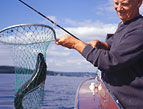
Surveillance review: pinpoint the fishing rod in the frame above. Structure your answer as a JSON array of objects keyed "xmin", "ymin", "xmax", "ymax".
[{"xmin": 18, "ymin": 0, "xmax": 79, "ymax": 40}]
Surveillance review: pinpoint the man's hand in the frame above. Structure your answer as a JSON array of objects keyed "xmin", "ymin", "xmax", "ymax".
[
  {"xmin": 56, "ymin": 35, "xmax": 87, "ymax": 53},
  {"xmin": 88, "ymin": 40, "xmax": 109, "ymax": 50}
]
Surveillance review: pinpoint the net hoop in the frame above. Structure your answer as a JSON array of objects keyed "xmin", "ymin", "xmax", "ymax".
[{"xmin": 0, "ymin": 24, "xmax": 56, "ymax": 45}]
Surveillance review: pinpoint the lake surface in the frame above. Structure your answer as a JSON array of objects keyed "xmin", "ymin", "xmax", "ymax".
[{"xmin": 0, "ymin": 74, "xmax": 89, "ymax": 109}]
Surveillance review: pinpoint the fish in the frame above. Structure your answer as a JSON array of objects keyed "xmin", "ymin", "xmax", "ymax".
[{"xmin": 14, "ymin": 53, "xmax": 47, "ymax": 109}]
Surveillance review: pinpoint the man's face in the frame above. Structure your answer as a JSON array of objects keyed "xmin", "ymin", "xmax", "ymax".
[{"xmin": 114, "ymin": 0, "xmax": 141, "ymax": 23}]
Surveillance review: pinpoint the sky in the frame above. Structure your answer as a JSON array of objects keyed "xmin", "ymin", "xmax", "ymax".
[{"xmin": 0, "ymin": 0, "xmax": 143, "ymax": 72}]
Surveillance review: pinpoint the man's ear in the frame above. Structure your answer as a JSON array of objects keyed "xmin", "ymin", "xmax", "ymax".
[{"xmin": 137, "ymin": 0, "xmax": 142, "ymax": 8}]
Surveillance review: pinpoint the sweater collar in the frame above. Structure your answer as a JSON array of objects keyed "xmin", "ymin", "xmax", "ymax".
[{"xmin": 122, "ymin": 15, "xmax": 142, "ymax": 25}]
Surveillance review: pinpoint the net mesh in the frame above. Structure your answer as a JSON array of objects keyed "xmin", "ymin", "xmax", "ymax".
[{"xmin": 0, "ymin": 24, "xmax": 56, "ymax": 109}]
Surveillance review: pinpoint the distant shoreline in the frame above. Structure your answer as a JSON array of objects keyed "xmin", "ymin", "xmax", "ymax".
[
  {"xmin": 0, "ymin": 66, "xmax": 15, "ymax": 74},
  {"xmin": 0, "ymin": 66, "xmax": 96, "ymax": 77}
]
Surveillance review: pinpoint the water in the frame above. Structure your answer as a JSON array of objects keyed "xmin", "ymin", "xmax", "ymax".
[{"xmin": 0, "ymin": 74, "xmax": 88, "ymax": 109}]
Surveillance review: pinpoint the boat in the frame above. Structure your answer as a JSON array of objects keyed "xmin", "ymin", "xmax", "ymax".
[{"xmin": 75, "ymin": 76, "xmax": 123, "ymax": 109}]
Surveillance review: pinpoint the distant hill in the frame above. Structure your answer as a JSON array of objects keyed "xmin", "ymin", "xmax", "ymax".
[
  {"xmin": 0, "ymin": 66, "xmax": 15, "ymax": 73},
  {"xmin": 0, "ymin": 66, "xmax": 96, "ymax": 77}
]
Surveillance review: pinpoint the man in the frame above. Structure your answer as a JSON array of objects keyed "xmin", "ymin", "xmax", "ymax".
[{"xmin": 56, "ymin": 0, "xmax": 143, "ymax": 108}]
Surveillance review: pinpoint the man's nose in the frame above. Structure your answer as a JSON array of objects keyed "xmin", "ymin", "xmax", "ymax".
[{"xmin": 116, "ymin": 3, "xmax": 124, "ymax": 11}]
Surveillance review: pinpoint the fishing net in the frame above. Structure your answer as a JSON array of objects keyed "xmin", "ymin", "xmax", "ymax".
[{"xmin": 0, "ymin": 24, "xmax": 56, "ymax": 109}]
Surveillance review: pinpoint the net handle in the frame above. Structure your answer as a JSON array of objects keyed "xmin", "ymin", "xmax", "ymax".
[{"xmin": 18, "ymin": 0, "xmax": 80, "ymax": 40}]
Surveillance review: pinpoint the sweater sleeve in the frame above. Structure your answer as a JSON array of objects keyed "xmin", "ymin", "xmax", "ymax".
[
  {"xmin": 106, "ymin": 34, "xmax": 114, "ymax": 49},
  {"xmin": 81, "ymin": 29, "xmax": 143, "ymax": 72}
]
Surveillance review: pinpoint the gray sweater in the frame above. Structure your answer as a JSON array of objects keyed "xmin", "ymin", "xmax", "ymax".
[{"xmin": 82, "ymin": 15, "xmax": 143, "ymax": 108}]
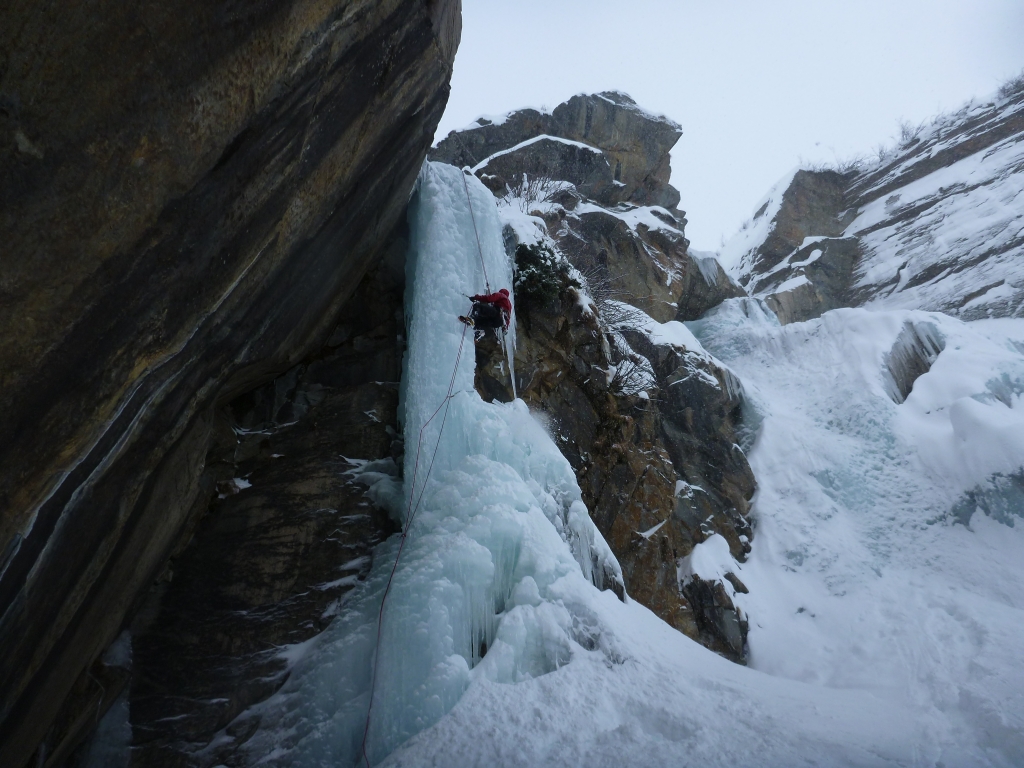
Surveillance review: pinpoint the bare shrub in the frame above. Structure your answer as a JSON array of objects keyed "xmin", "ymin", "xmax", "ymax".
[
  {"xmin": 800, "ymin": 157, "xmax": 829, "ymax": 173},
  {"xmin": 874, "ymin": 143, "xmax": 894, "ymax": 165},
  {"xmin": 570, "ymin": 262, "xmax": 647, "ymax": 327},
  {"xmin": 801, "ymin": 149, "xmax": 866, "ymax": 176},
  {"xmin": 599, "ymin": 300, "xmax": 645, "ymax": 326},
  {"xmin": 498, "ymin": 173, "xmax": 568, "ymax": 212},
  {"xmin": 997, "ymin": 70, "xmax": 1024, "ymax": 100},
  {"xmin": 833, "ymin": 154, "xmax": 867, "ymax": 175},
  {"xmin": 608, "ymin": 356, "xmax": 650, "ymax": 396},
  {"xmin": 573, "ymin": 263, "xmax": 622, "ymax": 305},
  {"xmin": 897, "ymin": 119, "xmax": 925, "ymax": 148}
]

+ + + +

Ignore the images and quote every line of the listing exactly.

SOLUTION FOR THIS EXERCISE
Surveillance review: pinpoint the fishing rod in the frame above. Structure your answer as a JSON array of objects keyed "xmin", "ymin", "xmax", "ymax".
[{"xmin": 18, "ymin": 0, "xmax": 79, "ymax": 40}]
Surveillance review: pinpoint the man's hand in the frame above. Structure your answer as a JSON array of objects keyed "xmin", "ymin", "xmax", "ymax".
[
  {"xmin": 56, "ymin": 35, "xmax": 87, "ymax": 53},
  {"xmin": 88, "ymin": 40, "xmax": 109, "ymax": 50}
]
Surveillance review: pinpoint the net hoop in the frame above. Structure your answer as a JSON array of objects keyed "xmin", "ymin", "xmax", "ymax".
[{"xmin": 0, "ymin": 24, "xmax": 56, "ymax": 45}]
Surveillance review: pinpoint the lake surface in the frame above. Structure your answer as a JSON array of objects keyed "xmin", "ymin", "xmax", "ymax".
[{"xmin": 0, "ymin": 74, "xmax": 89, "ymax": 109}]
Surveillance review: pinpoint the fish in the frame above. Structure your answer as a JSON array of objects keyed "xmin", "ymin", "xmax", "ymax".
[{"xmin": 14, "ymin": 53, "xmax": 47, "ymax": 109}]
Surveillance review: pinpoint the man's face in the frame above. Structure your answer as a JSON array of objects keyed "xmin", "ymin", "xmax", "ymax".
[{"xmin": 114, "ymin": 0, "xmax": 141, "ymax": 23}]
Surveillance review: pinpoint the sky in the frame above. Structure your answer as a JSON array of objects keyed "xmin", "ymin", "xmax", "ymax".
[{"xmin": 0, "ymin": 0, "xmax": 143, "ymax": 72}]
Surveillance review: pinpoint the man's ear in the frame above. Structure your answer as a JSON array of objects keyed "xmin", "ymin", "xmax", "ymax".
[{"xmin": 137, "ymin": 0, "xmax": 142, "ymax": 8}]
Surveillance review: pinpoint the sweater collar in the frame above. Structure your answer as a JSON array of objects keyed "xmin", "ymin", "xmax", "ymax".
[{"xmin": 122, "ymin": 15, "xmax": 142, "ymax": 25}]
Surveillance review: pinpoint the net mesh in the frame above. Structure your answer as a JSON array of objects keyed "xmin", "ymin", "xmax", "ymax".
[{"xmin": 0, "ymin": 24, "xmax": 56, "ymax": 109}]
Surveillance review: pinpoint the distant shoreline in the frame above. Structure your answer as a JSON array of objects keyed "xmin", "ymin", "xmax", "ymax".
[
  {"xmin": 0, "ymin": 66, "xmax": 15, "ymax": 74},
  {"xmin": 0, "ymin": 66, "xmax": 96, "ymax": 77}
]
Surveillance review: pinpoint the water in the frame above. Structure your answer as a JSON array of objects keyed "xmin", "ymin", "xmax", "ymax".
[{"xmin": 0, "ymin": 74, "xmax": 88, "ymax": 109}]
Surveillance review: pinpoint the boat in the frame above. Structure your answer as a JSON array of objects keyed "xmin", "ymin", "xmax", "ymax".
[{"xmin": 75, "ymin": 76, "xmax": 123, "ymax": 109}]
Surveillance review: pinpoint the distant hill in the frame above. Structure your answer as a JSON array of objects keyed "xmin", "ymin", "xmax", "ymax".
[
  {"xmin": 0, "ymin": 66, "xmax": 15, "ymax": 73},
  {"xmin": 0, "ymin": 66, "xmax": 96, "ymax": 77}
]
Surveillance review: pinpoint the man in the frame above. Structure your answer as a JSON array of objects keyed "xmin", "ymin", "xmax", "ymax".
[{"xmin": 56, "ymin": 0, "xmax": 143, "ymax": 108}]
Surveillance review: pinpoint the man's nose in the frame above. Structure your answer as a JSON array of objects keyed "xmin", "ymin", "xmax", "ymax".
[{"xmin": 116, "ymin": 3, "xmax": 124, "ymax": 11}]
Surveillance review: pinpoint the fishing net in the frame above. Structure your answer as a JSON array of objects keyed "xmin", "ymin", "xmax", "ymax".
[{"xmin": 0, "ymin": 24, "xmax": 56, "ymax": 109}]
Surveillance review: pinpoint the net handle in the frame above. Structure your answer as a JSON array of objects keyed "xmin", "ymin", "xmax", "ymax".
[{"xmin": 18, "ymin": 0, "xmax": 80, "ymax": 40}]
Surveillance review: pinpoint the sweater sleeve in the frame above. Structure your answer as a JSON array of objects keyed "xmin", "ymin", "xmax", "ymax".
[
  {"xmin": 106, "ymin": 34, "xmax": 114, "ymax": 49},
  {"xmin": 81, "ymin": 29, "xmax": 143, "ymax": 72}
]
Surveillance review: pinpoint the gray sweater in the frame above. Structure your answer as a JSON array of objects keyed "xmin", "ymin", "xmax", "ymax".
[{"xmin": 82, "ymin": 15, "xmax": 143, "ymax": 108}]
Surveillance review: pinpoint the bare shrub in the frame above. Structure your answer as a JSON array of objects keyed "xmin", "ymin", "xmax", "ymax".
[
  {"xmin": 800, "ymin": 157, "xmax": 829, "ymax": 173},
  {"xmin": 874, "ymin": 143, "xmax": 894, "ymax": 165},
  {"xmin": 570, "ymin": 262, "xmax": 647, "ymax": 327},
  {"xmin": 801, "ymin": 149, "xmax": 866, "ymax": 176},
  {"xmin": 599, "ymin": 300, "xmax": 645, "ymax": 326},
  {"xmin": 498, "ymin": 173, "xmax": 568, "ymax": 212},
  {"xmin": 997, "ymin": 70, "xmax": 1024, "ymax": 100},
  {"xmin": 833, "ymin": 154, "xmax": 867, "ymax": 175},
  {"xmin": 608, "ymin": 356, "xmax": 650, "ymax": 396},
  {"xmin": 573, "ymin": 263, "xmax": 622, "ymax": 305},
  {"xmin": 897, "ymin": 119, "xmax": 925, "ymax": 148}
]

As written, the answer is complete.